──────── LISTING
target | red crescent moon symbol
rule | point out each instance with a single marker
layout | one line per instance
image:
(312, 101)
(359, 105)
────────────────
──────── LISTING
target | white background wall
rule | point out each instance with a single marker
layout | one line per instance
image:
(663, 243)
────────────────
──────── LISTING
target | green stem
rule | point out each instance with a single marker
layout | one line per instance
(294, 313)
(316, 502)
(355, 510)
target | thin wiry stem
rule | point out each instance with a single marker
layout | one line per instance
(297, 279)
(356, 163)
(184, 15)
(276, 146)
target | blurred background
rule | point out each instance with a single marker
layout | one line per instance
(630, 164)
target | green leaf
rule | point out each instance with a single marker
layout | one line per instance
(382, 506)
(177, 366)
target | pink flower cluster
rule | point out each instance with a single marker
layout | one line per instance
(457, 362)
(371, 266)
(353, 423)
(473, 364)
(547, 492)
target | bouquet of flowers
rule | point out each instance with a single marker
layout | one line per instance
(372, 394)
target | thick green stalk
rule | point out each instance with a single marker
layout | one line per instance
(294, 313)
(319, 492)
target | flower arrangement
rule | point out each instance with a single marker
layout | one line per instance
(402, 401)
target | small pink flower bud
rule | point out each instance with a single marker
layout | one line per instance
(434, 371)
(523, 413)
────────────────
(REQUIRED TASK)
Identify every line in the rows above that contains the word "green", and copy each of those lines. Case counts, so only match that exact capitalization.

(EXPECTED ANSWER)
target | green stem
target | green leaf
target | thick green stalk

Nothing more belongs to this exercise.